Saved data entries:
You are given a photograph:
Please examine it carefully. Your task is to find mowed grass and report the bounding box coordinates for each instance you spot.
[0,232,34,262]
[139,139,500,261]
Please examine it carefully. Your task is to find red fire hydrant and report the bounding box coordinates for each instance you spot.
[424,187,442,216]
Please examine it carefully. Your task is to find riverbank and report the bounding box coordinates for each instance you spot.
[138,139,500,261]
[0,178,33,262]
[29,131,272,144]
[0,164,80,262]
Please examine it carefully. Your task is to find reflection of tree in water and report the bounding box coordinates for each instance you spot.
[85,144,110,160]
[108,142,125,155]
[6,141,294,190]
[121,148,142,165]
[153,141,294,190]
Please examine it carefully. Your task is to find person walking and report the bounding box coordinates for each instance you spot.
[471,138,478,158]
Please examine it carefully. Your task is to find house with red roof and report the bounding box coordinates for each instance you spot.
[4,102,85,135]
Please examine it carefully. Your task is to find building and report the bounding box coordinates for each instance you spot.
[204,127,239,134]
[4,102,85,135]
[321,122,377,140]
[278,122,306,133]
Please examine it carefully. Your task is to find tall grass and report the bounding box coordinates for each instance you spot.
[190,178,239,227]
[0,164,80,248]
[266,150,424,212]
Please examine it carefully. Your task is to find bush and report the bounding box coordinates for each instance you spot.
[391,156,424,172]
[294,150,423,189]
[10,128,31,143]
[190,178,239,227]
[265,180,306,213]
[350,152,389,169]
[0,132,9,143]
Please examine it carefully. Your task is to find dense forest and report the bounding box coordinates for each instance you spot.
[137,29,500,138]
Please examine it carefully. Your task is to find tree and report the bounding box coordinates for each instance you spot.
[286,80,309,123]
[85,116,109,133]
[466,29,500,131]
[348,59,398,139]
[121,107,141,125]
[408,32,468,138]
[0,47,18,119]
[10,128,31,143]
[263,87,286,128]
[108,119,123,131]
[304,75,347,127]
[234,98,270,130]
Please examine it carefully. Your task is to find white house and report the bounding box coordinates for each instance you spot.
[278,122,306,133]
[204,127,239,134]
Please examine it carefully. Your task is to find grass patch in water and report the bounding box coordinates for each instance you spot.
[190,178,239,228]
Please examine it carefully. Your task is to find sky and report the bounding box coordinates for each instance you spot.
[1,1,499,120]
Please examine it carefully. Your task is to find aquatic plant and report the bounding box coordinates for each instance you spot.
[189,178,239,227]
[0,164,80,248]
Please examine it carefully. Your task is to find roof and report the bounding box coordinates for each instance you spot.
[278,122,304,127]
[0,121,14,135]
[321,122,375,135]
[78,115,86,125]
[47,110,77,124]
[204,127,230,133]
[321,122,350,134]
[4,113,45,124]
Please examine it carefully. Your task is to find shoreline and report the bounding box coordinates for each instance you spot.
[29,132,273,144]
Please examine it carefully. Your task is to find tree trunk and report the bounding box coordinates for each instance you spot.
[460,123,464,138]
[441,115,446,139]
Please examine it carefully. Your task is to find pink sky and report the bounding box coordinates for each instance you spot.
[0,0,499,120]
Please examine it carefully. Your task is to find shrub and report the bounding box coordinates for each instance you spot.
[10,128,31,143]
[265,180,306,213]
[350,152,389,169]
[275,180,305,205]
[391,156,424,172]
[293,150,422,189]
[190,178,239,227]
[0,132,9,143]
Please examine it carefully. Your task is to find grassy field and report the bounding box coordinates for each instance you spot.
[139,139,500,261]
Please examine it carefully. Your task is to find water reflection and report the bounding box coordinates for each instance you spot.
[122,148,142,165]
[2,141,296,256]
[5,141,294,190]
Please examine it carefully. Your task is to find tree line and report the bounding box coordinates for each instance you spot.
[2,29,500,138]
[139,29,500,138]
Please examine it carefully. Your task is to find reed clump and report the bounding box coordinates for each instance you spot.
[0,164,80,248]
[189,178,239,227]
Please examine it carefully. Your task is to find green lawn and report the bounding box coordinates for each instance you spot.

**Instructions for the task**
Retype every entry exactly.

**Answer box**
You are given a photograph:
Please examine it carefully. Your task is to find mowed grass and report the bounding box coordinates for each instance you spot.
[0,232,34,262]
[139,139,500,261]
Please examine it carefully. Your task is to find red fire hydrant and report the bounding box coordinates for each instance you spot.
[424,187,442,216]
Please examine it carefully. Your task is to find riverbank and report the bounding box coordinates for each instance you spot.
[138,139,500,261]
[0,178,33,262]
[29,131,272,144]
[0,164,80,262]
Please examine it carefully. Your task is to find reflection of tree in water and report the bounding box coordinates for each instance you spot.
[85,144,110,160]
[108,142,125,155]
[6,141,294,190]
[121,148,142,165]
[153,141,294,190]
Please examine it carefully. Your task is to find person walking and report the bounding box coordinates for each instance you spot.
[471,138,478,158]
Please examine it carefully. Your task is to find house with red roof and report the bounding box coordinates for each instance you spot.
[4,102,85,135]
Please examine it carefully. Your task is to find building and report the bounding box coordinates for each instance you spot.
[204,127,239,134]
[4,102,85,135]
[321,122,377,140]
[278,122,306,133]
Please examine it carefully. Your task is to find tall grass and report the bounding box coordinates for each instance you spot.
[190,178,239,227]
[0,164,80,248]
[266,150,424,212]
Please examine it carefully. Your task is to find bush and report the bounding box coordinates for each instance you spot.
[391,156,424,172]
[294,150,423,189]
[10,128,31,143]
[190,178,239,227]
[265,180,306,213]
[350,152,389,169]
[0,132,9,143]
Please examine it carefully. Your task is to find dense forest and report the bounding box coordinates for each instance you spot.
[137,29,500,138]
Please examine it carefully. Your task is to find tree and report the bounding box coordinates for each instance you spot.
[286,80,309,123]
[85,116,109,133]
[466,29,500,131]
[348,59,398,139]
[121,107,141,125]
[408,32,468,138]
[0,47,18,119]
[10,128,31,143]
[263,87,286,128]
[108,119,123,131]
[304,75,347,127]
[234,98,270,130]
Please examine it carefully. Your task is to find white house and report the bounding box coordinates for each instance you spot.
[278,122,306,133]
[204,127,239,134]
Please examine it carefully. Your task is to find grass patch in water and report the bounding box coordinates for each instance you spot.
[190,178,239,228]
Please examine it carefully. Your task is to find sky and report the bounding box coordinates for each instance you spot.
[1,1,499,120]
Please examine it carefully. Your task is to find aquatic plant and report the bounding box coordinates for each instance you spot.
[189,178,239,227]
[0,164,80,248]
Please examine it carefully. Your task is to find roof and report the bounding box coordinates for each instance you spot.
[278,122,304,127]
[0,121,14,135]
[321,122,375,135]
[78,115,86,125]
[47,110,77,124]
[204,127,230,133]
[321,122,350,134]
[4,113,45,124]
Please examine it carefully. Your task is to find shoreline and report the bounding box coordinates for each instance you spot.
[29,132,273,144]
Please examine it carefully. Your task is to find tree trunk and report the bounding box coordinates for each instance you spot.
[460,123,464,138]
[441,115,446,139]
Please examine it carefully. Your task is to find pink sky and report the bounding box coordinates for each instance you spot.
[0,0,499,120]
Please examine it carefully. Your task is to find shrub and report the bounding box coordinates for each instance you spot.
[10,128,31,143]
[265,180,306,213]
[350,152,389,169]
[275,180,305,205]
[391,156,424,172]
[293,150,422,189]
[190,178,239,227]
[0,132,9,143]
Please examine it carefully. Your task is to find grassy field and report the bounding box coordinates for each instance you spot.
[139,139,500,261]
Please examine it carefully. Your task is to find water reflection and report the bounding box coordinates for each instance you spot.
[122,148,142,165]
[2,141,296,256]
[5,141,294,190]
Please examine it carefully. Your task is to find tree line and report the bounding box coordinates for each instance you spot.
[2,29,500,138]
[139,29,500,138]
Please examine it carefully. Your task is to find reed clump and report the bounding box coordinates for each instance you spot.
[0,164,80,248]
[189,178,239,227]
Please examine it carefully. Your task is to find green lawn and report the bounding box coordinates for each instance you spot.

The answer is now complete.